IV Potrzebuje czegoś do...
To też częsty widok na forach i sprowadza się do napisanego przez mnie zdania "Musisz mieć przynajmniej zielone pojęcie o tym czego szukasz". Szukając programu o określonej funkcjonalności dobrze znać grupę do której należy. Przykład dla lepszego zrozumienia ostatnich 2 zdań, wraz z linkami do googla:
Potrzebuję czegoś do...
...do pisania tekstów, listów, prac domowych, z dużą ilością funkcji ułatwiających pracę.
Potrzebujesz procesora tekstu.
W chwili kiedy piszę ten wpis, pierwszym wynikiem dla "procesor tekstu" jest definicja na wikipedii. Ale cóż to, na samym końcu artykułu mamy "zobacz też" a tam parę linków, w tym do różnych procesorów tekstu. Po nitce do kłębka.
Oczywiście typów programów jest milion pięćset dwa dziewięćset i nie mam zamiaru tu każdego opisywać. Dobrym pomysłem jest po prostu zapytanie "programy" gdzie znajdziemy mnóstwo linków do stron z darmowym (free/sharewere, open source) oprogramowaniem, podzielonym na kategorie.

● Zebrane dane
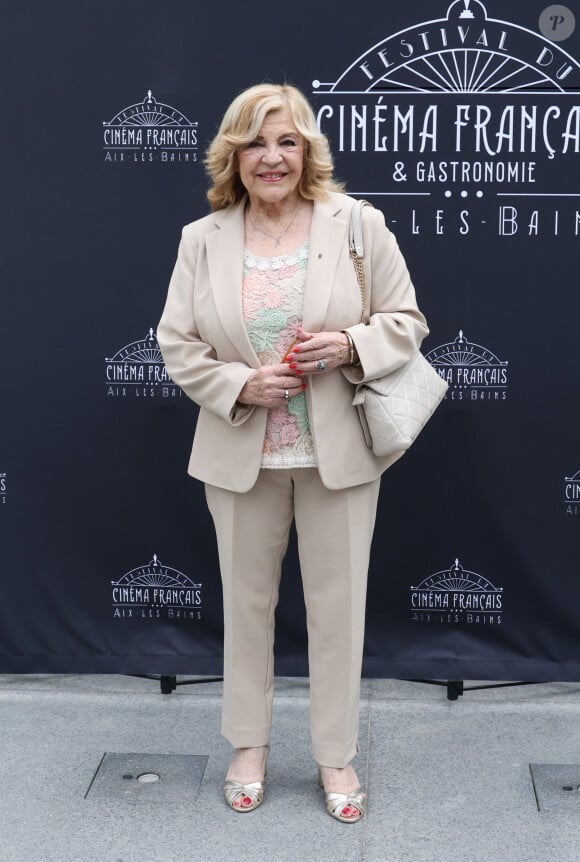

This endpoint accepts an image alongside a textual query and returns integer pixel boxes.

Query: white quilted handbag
[350,201,448,455]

● Zestaw ćwiczeń
**A)** Przetłumacz na angielski zdanie z tekstu o wyszukiwaniu programów: „Szukając programu o określonej funkcjonalności dobrze znać grupę do której należy.”
**B)** Dopisz dalszy ciąg tekstu o wyszukiwaniu programów, zaczynając od miejsca po jego ostatnim zdaniu.

● Odpowiedzi do zadań
**A)** When looking for a program with a specific functionality, it is good to know the group it belongs to.

**B)**
V Na zakończenie
Jeżeli kiedykolwiek myślałeś, że znalezienie czegoś to chwileczka, że za 2 minutki będziesz miał gotowe rozwiązanie albo wypracowanie to bardzo się myliłeś. Aby osiągnąć taki poziom, trzeba wiedzieć jak i czego szukać. Wszystko to co tu opisałem, to moje własne doświadczenie z googlem. Mimo wszystko zdarza się iż spędzam kilka godzin nad znalezieniem rozwiązania problemu. Oczywiście samo rozwiązanie to kilka minut roboty, ale to już złośliwość rzeczy martwych. Nie należy się poddawać, nawet jeżeli po dniu poszukiwań nie wpadło absolutnie nic ciekawego to i tak jesteś bogatszy o całą wiedze jaką udało ci się zebrać. Na pewno znalazło się coś, co choć zahacza o poszukiwania, coś do czego będzie można dać link na forum i udowodnić że się szukało. Internet wbrew pozorom pełen jest ludzi chętnych do pomocy, ale niechętnych rozwiązywaniu twoich problemów za ciebie. Przedstawiając swoje wyniki poszukiwań ułatwiasz innym przeszukiwanie infostrady. Wiedzą czego mają nie szukać i łatwiej im będzie pomóc tobie.


*Jestem przedstawicielem ideologii inżynierów: myśl przez pół dnia jak zrobić robotę w pół godziny. Docenisz to, kiedy będziesz musiał wykonać coś podobnego po raz drugi
**Najprostszym jest odwołanie się do piątego elementu tablicy trzy elementowej (c++)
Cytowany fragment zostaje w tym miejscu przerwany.